■ **GIVEN PASSAGE**

• • •

In configurations, the translated waveform may be imported into the test-and-measurement instrument 204 as a reference waveform. This may also include importing the additional translated waveform(s) from process labeled 305, if any, as additional reference waveform(s).
At the process labeled 306, manufacturing layout information 205 is generated for a fabricated circuit 102 based on the physical prototype circuit 101. The manufacturing layout information 205 corresponds to the design schematic 201 for the physical prototype circuit 101. In this context, “corresponding to” means that, functionally, the fabricated circuit 102 (and, thus, the manufacturing layout information 205) substantially matches the physical prototype circuit 101. As used in this disclosure, “substantially matches” means largely or essentially equivalent, without requiring perfect identicalness.
At the process labeled 307, an electronic, three-dimensional model of the physical circuit is generated from the manufacturing layout information 205. The three-dimensional model may be generated by a three-dimensional model generator 206.
At the process labeled 308, the fabricated circuit 102 is built based on the manufacturing layout information 205.
At the process labeled 311, the fabricated circuit 102 is probed (using a probe from the test-and-measurement instrument 204) to measure a signal (i.e. obtain a measured waveform) from an example node 106 on the fabricated circuit 102 that corresponds to the example node 105 of the simulated prototype circuit 103 discussed above. In this context, “corresponds to” means that, with regard to its relative placement in the circuit, the example node 106 on the fabricated circuit 102 substantially matches the example node 105 of the simulated prototype circuit 103.
In configurations, at the process labeled 309, a vision system 207 obtains visual environment information (information about the visual environment) for the fabricated circuit 102. The vision system 207 may be part of an augmented reality system or a machine vision system. Using the visual environment information from the vision system 207, at the process labeled 310 a scaler and mapper 208 may scale and orient the three-dimensional model to correlate the circuit nodes of the simulated prototype circuit 103 with the visual environment of the fabricated circuit 102 to allow an accurate location of the desired probing points on the fabricated circuit 102.
Once correlated, a probing target generator 210 may use the three-dimensional model to identify probing targets in an augmented reality system to assist a human operator to make a measurement on the correct node. The three-dimensional model could also be used to generate positioning information for an automated probing system that is part of a machine vision system to make an automated measurement of the desired circuit node. Hence, probing the circuit at the process labeled 311 may further include using the three-dimensional model, noted above for the process labeled 307, in conjunction with visual environment information obtained by the vision system 207.
At the process labeled 312, the measured signal from the process labeled 311 is compared to the translated waveform from the process labeled 304 to determine the deviation of the translated waveform (and, thus, the simulated waveform from the process labeled 303) from the actual measured waveform (from the process labeled 311). The deviation may be determined by, as examples, subtracting the measured waveform from the translated waveform or by using a desired tolerance to define a mask limit. The tolerance may be a fixed amount, a percentage difference from the translated waveform, or another representation of a maximum desired variance.

• • •

(Extracted data entries)
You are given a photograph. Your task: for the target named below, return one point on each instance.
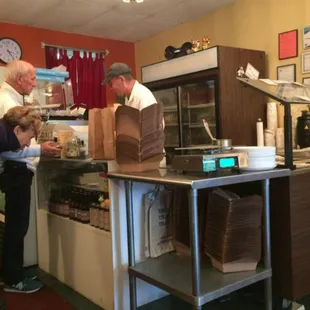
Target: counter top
(164, 176)
(77, 160)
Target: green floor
(250, 298)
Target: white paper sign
(251, 72)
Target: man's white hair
(17, 68)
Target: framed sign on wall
(288, 44)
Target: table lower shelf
(172, 273)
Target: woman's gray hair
(17, 68)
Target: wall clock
(9, 50)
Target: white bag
(158, 222)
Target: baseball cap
(116, 69)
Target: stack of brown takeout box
(139, 138)
(233, 231)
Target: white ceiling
(106, 18)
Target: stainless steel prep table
(171, 272)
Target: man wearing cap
(120, 78)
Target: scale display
(214, 164)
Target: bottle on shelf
(106, 217)
(101, 213)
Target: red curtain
(86, 74)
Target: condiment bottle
(101, 213)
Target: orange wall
(30, 40)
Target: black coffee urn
(303, 129)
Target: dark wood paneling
(281, 243)
(239, 107)
(300, 228)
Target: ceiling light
(133, 1)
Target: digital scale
(208, 159)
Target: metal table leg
(267, 254)
(131, 245)
(194, 237)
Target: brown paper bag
(95, 134)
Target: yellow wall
(253, 24)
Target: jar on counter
(93, 213)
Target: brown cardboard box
(108, 129)
(139, 138)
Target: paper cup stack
(259, 157)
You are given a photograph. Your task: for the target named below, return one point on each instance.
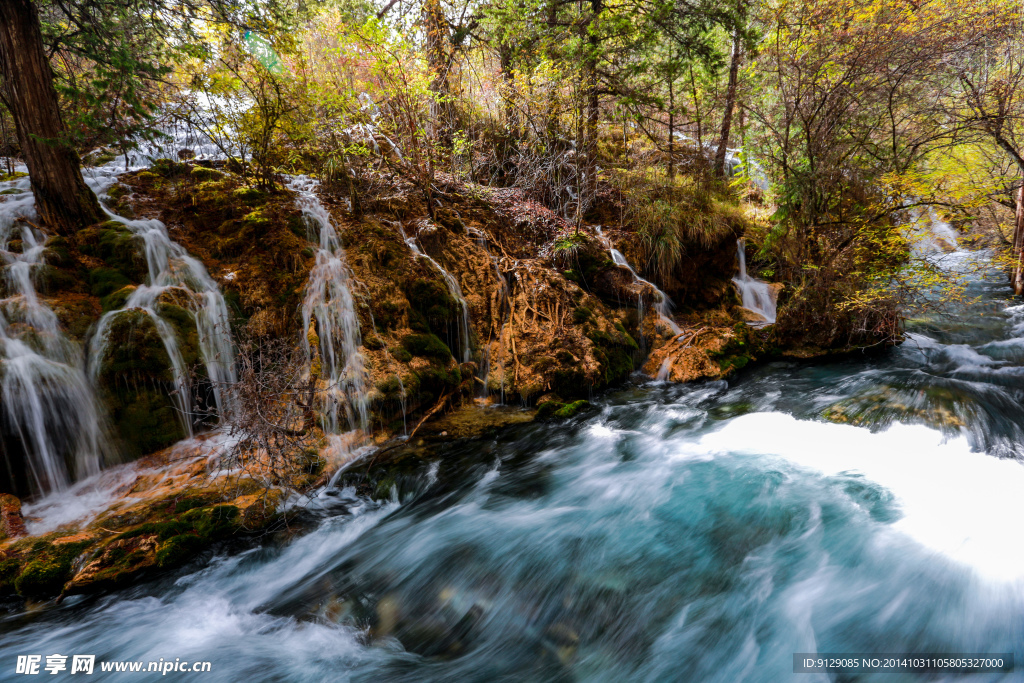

• • •

■ **WRITTEN REQUEST 1**
In the circuit-probing passage, what does the vision system 207 obtain for the fabricated circuit 102?
■ **WRITTEN REQUEST 2**
Write out the circuit-probing passage from "In configurations, the" to "requiring perfect identicalness.", substituting "circuit diagram" for "design schematic".
■ **WRITTEN REQUEST 3**
Proceed with the circuit-probing passage, picking up after its final sentence.

■ **FINAL ANSWER 1**
It obtains visual environment information, meaning information about the visual environment of the fabricated circuit 102.

■ **FINAL ANSWER 2**
In configurations, the translated waveform may be imported into the test-and-measurement instrument 204 as a reference waveform. This may also include importing the additional translated waveform(s) from process labeled 305, if any, as additional reference waveform(s).
At the process labeled 306, manufacturing layout information 205 is generated for a fabricated circuit 102 based on the physical prototype circuit 101. The manufacturing layout information 205 corresponds to the circuit diagram 201 for the physical prototype circuit 101. In this context, “corresponding to” means that, functionally, the fabricated circuit 102 (and, thus, the manufacturing layout information 205) substantially matches the physical prototype circuit 101. As used in this disclosure, “substantially matches” means largely or essentially equivalent, without requiring perfect identicalness.

■ **FINAL ANSWER 3**
In configurations, the comparison at the process labeled 312 may be used to provide information to an automated debugging system 211 that utilizes the design schematic 201 for the physical prototype circuit 101 and the simulated waveform for the selected node 105 in the simulated prototype circuit 103 to characterize and validate the fabricated circuit 102. In configurations, the automated debugging system 211 may systematically probe new locations of the fabricated circuit 102 based on the results of the previously measured nodes 106 to determine if the fabricated circuit 102 is working properly or, if it is not operating properly, to isolate failed portions of the fabricated circuit 102. In configurations, the new locations may be determined by, for example, complex circuit-analysis algorithms. Such algorithms may utilize, for example, artificial intelligence or machine learning based on significant exposure to training patterns, which may identify the highest probability item as the next place in the circuit to check for proper operation.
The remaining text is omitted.